■ **Problem description**: Please extract each of the lines below, keeping every one unchanged and in its original order.
─── Records supplied ───
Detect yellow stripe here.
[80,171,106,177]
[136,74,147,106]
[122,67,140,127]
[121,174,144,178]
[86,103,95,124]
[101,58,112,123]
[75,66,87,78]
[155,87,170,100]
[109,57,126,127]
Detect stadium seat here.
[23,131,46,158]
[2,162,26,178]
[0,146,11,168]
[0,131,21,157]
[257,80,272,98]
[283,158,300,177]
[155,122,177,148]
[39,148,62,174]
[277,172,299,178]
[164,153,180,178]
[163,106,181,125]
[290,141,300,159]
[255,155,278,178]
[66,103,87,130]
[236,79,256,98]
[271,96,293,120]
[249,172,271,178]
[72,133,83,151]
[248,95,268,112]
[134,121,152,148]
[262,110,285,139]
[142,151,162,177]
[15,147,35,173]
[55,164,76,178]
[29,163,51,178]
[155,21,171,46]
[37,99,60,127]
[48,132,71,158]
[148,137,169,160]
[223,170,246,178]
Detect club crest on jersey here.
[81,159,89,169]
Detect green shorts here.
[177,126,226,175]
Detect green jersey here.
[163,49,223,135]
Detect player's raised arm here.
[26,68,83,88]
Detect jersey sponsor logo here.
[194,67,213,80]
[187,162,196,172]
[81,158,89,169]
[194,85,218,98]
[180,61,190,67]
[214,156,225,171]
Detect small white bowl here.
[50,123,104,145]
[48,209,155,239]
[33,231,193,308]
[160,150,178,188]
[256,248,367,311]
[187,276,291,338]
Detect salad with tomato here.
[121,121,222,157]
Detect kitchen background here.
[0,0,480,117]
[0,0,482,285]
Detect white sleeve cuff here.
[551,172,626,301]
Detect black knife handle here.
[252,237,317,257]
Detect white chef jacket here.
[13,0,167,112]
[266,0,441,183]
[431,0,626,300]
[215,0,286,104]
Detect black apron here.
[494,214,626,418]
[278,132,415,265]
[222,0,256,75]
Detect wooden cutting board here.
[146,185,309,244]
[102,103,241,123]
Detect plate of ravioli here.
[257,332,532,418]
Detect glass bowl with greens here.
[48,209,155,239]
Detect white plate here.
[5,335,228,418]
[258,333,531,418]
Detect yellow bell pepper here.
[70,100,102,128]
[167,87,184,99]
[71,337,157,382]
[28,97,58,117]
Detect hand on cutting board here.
───
■ **Answer to the exercise**:
Detect yellow stripe here.
[80,171,106,177]
[136,74,147,106]
[122,67,140,127]
[121,174,144,178]
[86,103,95,124]
[101,58,112,123]
[75,66,87,78]
[155,87,170,100]
[109,57,126,127]
Detect stadium seat here.
[23,131,46,158]
[2,162,26,178]
[0,146,11,168]
[0,131,21,157]
[257,80,272,98]
[283,158,300,177]
[155,122,177,148]
[39,148,62,174]
[277,172,299,178]
[164,153,180,178]
[163,106,181,125]
[290,141,300,159]
[255,155,278,178]
[66,103,87,130]
[236,79,256,98]
[271,96,293,120]
[249,172,271,178]
[72,133,83,151]
[248,95,268,112]
[134,121,152,148]
[262,110,285,139]
[142,151,162,177]
[15,147,35,173]
[55,164,76,178]
[29,163,51,178]
[155,21,171,46]
[37,99,60,127]
[48,132,71,158]
[148,137,169,160]
[223,170,246,178]
Detect club crest on jersey here.
[81,159,89,169]
Detect green shorts here.
[177,126,226,175]
Detect green jersey here.
[163,49,223,135]
Detect player's raised arm here.
[26,68,83,88]
Detect jersey sponsor logo here.
[194,67,213,80]
[187,162,196,172]
[81,158,89,169]
[194,85,218,98]
[180,61,190,67]
[214,156,225,171]
Detect small white bowl here.
[50,123,104,145]
[48,209,155,239]
[33,231,193,308]
[160,150,178,188]
[256,248,367,311]
[187,276,291,338]
Detect salad with tomato here.
[121,121,222,157]
Detect kitchen background here.
[0,0,480,117]
[0,0,482,285]
Detect white sleeve cuff here.
[551,172,626,301]
Detect black knife handle here.
[252,237,317,257]
Detect white chef jacket here.
[13,0,167,112]
[266,0,441,183]
[431,0,626,300]
[215,0,286,104]
Detect black apron here.
[494,214,626,418]
[278,132,415,265]
[222,0,256,75]
Detect wooden cutting board here.
[146,185,309,244]
[102,103,241,123]
Detect plate of ravioli here.
[257,332,532,418]
Detect glass bowl with greens here.
[48,209,155,239]
Detect white plate here.
[5,335,228,418]
[258,333,531,418]
Detect yellow bell pepper here.
[70,100,102,128]
[167,87,184,99]
[71,337,157,382]
[28,97,58,117]
Detect hand on cutting board here.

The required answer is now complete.